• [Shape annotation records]
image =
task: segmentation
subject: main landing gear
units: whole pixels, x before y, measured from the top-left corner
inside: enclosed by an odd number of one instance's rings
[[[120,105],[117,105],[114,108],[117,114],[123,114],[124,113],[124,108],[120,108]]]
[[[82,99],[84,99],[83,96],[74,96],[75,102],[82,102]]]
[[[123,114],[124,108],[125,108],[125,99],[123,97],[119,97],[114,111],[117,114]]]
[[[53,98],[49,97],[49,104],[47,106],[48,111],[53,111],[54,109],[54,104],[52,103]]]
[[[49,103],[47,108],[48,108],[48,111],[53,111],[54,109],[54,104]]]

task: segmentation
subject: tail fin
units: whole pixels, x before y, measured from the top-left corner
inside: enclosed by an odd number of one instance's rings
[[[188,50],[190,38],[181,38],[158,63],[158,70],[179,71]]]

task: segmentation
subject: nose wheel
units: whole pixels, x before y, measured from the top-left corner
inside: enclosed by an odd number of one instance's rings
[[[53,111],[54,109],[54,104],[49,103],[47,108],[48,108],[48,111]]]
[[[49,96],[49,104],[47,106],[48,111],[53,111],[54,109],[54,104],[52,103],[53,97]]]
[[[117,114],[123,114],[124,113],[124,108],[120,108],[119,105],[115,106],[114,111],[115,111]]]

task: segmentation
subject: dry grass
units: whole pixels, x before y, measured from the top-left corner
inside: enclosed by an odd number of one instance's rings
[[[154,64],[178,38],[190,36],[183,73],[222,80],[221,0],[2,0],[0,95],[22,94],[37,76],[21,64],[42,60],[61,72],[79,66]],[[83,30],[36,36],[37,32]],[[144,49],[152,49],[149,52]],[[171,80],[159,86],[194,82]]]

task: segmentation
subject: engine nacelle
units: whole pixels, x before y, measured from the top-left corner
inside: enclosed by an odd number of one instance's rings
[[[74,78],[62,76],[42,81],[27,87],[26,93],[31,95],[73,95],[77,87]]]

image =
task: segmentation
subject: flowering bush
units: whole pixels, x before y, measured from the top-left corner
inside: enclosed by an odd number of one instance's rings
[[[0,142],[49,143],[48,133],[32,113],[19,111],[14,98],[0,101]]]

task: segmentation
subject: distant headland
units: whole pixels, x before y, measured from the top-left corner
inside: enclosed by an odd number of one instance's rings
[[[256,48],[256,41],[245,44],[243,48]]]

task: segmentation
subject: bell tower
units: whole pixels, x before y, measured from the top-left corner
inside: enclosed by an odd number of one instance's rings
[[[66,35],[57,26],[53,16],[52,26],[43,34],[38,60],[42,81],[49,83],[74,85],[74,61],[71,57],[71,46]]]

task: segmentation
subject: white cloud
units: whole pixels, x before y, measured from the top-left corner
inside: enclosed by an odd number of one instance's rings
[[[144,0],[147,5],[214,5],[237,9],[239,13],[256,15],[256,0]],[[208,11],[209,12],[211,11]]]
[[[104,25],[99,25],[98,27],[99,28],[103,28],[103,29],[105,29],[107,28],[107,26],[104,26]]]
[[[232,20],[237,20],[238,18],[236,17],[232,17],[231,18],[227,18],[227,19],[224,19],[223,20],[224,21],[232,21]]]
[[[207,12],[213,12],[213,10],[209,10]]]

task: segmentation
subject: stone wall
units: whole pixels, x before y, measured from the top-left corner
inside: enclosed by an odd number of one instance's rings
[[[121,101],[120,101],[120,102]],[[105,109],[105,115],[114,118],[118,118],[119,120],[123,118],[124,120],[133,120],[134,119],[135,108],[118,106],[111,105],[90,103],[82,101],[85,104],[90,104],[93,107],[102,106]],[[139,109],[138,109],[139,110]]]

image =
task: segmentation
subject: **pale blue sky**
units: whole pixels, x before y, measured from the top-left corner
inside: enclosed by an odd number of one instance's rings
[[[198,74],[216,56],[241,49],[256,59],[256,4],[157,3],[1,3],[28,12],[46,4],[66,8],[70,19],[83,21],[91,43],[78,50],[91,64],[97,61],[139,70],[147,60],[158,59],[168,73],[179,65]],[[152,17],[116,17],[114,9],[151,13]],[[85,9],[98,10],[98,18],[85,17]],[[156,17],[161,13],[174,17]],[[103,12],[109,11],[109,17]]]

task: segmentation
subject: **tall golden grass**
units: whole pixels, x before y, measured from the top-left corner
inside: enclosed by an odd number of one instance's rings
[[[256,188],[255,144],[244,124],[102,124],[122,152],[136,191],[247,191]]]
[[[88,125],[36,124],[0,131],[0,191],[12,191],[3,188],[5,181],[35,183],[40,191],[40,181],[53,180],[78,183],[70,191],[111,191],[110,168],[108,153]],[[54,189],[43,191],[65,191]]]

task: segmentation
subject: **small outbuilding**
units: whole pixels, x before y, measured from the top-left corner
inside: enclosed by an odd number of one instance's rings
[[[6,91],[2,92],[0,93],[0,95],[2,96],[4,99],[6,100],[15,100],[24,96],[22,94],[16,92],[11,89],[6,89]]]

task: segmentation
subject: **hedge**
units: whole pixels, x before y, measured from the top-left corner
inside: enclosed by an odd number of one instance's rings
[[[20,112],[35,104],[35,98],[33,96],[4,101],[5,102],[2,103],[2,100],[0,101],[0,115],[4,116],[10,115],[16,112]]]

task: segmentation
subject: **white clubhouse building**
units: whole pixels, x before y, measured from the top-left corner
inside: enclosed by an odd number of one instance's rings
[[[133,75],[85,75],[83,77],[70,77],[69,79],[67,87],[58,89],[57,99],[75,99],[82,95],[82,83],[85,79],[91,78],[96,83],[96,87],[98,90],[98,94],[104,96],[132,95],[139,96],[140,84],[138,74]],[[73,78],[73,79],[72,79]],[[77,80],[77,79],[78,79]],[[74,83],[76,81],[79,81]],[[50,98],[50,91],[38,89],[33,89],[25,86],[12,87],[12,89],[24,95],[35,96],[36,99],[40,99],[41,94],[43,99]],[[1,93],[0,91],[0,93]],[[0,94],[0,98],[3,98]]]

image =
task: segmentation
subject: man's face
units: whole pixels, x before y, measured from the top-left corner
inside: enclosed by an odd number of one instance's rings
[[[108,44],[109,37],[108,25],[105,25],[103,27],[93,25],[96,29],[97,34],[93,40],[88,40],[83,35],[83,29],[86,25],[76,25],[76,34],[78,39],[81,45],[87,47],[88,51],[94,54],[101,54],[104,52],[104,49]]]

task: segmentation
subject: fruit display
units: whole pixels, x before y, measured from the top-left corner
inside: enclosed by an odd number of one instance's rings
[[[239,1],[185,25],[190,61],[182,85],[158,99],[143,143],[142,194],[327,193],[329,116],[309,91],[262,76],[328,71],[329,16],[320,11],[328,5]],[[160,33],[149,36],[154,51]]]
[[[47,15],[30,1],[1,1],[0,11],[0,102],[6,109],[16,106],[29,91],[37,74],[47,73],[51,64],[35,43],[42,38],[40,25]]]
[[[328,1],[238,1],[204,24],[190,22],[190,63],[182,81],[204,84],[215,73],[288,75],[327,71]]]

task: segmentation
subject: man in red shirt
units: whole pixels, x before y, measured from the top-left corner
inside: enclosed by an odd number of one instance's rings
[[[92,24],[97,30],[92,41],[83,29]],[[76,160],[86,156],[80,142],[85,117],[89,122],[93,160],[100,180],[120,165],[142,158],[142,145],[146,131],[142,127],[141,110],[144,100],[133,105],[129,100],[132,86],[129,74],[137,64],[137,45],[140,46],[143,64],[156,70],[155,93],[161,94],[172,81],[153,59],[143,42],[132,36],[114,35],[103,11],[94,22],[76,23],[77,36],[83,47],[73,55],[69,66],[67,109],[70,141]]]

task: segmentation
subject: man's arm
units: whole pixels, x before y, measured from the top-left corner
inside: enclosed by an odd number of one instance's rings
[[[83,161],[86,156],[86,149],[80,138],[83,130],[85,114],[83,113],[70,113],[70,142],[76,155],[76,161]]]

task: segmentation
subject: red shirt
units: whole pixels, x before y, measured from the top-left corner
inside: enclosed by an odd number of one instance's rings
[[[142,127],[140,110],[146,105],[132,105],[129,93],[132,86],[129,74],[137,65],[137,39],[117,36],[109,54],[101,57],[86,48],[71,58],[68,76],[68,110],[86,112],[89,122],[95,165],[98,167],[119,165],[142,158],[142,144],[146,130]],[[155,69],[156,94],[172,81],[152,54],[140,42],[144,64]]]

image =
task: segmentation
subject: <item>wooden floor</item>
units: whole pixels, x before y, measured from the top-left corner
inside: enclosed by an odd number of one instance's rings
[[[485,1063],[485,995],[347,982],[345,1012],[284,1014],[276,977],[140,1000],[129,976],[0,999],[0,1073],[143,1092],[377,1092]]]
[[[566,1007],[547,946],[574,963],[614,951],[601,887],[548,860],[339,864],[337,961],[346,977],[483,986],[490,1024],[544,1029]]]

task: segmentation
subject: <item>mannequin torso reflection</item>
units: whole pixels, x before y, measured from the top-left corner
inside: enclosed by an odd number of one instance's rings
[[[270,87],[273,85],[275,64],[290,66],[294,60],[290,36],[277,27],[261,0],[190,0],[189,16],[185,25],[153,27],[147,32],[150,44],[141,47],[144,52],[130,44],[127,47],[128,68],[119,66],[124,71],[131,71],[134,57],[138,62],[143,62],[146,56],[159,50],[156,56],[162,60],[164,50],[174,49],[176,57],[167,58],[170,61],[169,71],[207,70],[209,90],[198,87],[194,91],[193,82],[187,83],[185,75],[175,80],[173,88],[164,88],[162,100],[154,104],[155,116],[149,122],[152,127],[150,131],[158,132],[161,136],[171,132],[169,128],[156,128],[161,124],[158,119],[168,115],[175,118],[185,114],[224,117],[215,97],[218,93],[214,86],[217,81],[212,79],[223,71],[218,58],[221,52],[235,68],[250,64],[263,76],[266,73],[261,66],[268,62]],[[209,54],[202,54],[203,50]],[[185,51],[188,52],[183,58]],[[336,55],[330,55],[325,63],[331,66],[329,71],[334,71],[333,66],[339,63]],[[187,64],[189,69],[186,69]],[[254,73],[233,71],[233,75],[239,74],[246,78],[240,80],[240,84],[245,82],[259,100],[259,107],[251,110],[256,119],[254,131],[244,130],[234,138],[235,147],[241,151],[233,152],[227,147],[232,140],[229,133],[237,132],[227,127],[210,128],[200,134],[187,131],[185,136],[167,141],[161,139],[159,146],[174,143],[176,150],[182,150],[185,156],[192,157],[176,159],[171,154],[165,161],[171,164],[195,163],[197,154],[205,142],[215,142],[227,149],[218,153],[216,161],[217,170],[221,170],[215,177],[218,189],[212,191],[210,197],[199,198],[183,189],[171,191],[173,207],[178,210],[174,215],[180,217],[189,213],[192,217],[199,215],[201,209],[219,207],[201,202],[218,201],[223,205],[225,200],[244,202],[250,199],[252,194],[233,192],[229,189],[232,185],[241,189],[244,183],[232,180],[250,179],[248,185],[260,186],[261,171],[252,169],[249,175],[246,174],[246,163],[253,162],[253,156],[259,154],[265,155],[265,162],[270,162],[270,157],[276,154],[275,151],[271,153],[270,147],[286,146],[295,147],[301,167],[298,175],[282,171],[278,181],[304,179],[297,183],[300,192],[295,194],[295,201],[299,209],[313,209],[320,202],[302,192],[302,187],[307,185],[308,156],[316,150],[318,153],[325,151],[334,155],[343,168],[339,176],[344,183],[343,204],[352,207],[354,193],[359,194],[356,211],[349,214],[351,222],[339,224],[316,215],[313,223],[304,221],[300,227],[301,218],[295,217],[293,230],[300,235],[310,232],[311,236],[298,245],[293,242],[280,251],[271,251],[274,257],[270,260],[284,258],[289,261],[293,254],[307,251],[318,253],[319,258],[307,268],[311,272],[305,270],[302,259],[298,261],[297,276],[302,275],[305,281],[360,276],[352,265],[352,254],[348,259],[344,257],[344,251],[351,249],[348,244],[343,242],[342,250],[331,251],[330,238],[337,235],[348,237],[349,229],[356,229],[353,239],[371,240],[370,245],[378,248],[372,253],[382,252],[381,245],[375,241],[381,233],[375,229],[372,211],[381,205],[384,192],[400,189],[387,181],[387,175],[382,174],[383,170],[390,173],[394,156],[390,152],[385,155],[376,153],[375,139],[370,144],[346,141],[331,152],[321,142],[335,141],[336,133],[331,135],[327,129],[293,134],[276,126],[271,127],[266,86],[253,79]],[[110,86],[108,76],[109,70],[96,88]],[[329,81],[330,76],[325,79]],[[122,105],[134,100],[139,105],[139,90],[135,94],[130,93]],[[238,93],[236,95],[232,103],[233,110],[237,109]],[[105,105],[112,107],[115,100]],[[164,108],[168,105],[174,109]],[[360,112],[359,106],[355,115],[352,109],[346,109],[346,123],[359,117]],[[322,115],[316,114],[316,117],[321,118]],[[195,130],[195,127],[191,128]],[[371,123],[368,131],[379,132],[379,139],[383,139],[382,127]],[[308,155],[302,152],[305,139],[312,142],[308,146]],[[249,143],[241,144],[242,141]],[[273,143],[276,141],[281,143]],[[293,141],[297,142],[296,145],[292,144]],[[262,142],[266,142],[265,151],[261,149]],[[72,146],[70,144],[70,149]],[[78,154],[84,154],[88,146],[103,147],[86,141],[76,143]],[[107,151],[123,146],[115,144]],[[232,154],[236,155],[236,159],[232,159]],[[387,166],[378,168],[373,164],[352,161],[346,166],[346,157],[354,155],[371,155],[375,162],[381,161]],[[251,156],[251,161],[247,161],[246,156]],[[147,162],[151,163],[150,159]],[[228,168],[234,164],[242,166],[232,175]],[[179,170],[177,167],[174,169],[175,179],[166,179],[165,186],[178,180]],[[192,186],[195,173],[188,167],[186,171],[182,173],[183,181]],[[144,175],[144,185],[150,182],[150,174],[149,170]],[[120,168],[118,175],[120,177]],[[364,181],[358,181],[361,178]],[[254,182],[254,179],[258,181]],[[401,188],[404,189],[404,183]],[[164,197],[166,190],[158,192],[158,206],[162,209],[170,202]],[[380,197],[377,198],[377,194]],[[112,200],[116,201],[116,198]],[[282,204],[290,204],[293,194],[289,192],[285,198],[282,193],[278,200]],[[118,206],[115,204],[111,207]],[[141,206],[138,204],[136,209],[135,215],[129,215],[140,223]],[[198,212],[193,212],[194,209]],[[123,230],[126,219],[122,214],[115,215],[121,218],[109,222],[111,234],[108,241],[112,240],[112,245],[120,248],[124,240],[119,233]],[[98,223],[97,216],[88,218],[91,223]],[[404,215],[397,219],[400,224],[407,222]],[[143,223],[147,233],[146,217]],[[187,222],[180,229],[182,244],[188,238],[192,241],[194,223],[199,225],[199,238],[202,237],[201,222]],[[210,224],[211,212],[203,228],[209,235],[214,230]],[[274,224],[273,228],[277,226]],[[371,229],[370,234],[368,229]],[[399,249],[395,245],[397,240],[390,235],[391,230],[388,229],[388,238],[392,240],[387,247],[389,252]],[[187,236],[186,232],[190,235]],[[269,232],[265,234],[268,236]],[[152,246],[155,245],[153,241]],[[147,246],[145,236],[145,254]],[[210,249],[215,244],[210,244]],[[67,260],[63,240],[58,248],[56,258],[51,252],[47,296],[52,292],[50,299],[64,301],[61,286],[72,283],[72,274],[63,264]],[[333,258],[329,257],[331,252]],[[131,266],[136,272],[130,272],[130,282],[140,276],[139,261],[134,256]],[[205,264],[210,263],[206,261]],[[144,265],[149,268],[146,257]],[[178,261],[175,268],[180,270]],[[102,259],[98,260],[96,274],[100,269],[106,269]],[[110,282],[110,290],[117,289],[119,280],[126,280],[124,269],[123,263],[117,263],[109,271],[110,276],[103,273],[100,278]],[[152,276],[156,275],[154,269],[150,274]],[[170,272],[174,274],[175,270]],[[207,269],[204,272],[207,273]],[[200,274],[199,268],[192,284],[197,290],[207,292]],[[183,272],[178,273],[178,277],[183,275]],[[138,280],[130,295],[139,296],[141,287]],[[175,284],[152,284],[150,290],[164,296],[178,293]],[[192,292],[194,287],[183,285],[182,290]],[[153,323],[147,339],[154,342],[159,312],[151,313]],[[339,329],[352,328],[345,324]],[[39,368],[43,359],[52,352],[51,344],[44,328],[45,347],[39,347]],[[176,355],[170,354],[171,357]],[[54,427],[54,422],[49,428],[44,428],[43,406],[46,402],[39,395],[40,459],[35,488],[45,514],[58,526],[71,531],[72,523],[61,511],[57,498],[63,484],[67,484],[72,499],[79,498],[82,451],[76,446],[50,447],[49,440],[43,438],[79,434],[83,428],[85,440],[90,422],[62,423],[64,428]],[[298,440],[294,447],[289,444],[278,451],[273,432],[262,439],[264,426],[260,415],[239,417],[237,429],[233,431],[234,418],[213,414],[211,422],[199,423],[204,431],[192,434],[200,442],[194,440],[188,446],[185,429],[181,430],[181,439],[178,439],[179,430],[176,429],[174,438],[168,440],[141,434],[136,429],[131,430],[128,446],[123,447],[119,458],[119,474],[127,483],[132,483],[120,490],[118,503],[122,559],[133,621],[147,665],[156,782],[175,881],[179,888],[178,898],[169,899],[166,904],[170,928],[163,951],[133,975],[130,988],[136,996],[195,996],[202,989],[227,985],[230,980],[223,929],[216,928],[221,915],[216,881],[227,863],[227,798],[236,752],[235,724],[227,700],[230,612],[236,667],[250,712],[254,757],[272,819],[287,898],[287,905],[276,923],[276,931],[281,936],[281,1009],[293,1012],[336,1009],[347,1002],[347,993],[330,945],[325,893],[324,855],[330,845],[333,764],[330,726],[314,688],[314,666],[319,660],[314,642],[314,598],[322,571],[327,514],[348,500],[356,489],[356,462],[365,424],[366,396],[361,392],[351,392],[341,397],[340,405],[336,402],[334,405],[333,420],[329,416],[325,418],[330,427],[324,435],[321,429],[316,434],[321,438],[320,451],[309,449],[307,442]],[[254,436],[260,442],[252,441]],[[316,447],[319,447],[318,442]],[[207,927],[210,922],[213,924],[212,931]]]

• [Exercise task]
Report each line of the records above that contains the string "shirt", treating uppercase and lowercase as different.

• [Task output]
subject: man in red shirt
subject: red shirt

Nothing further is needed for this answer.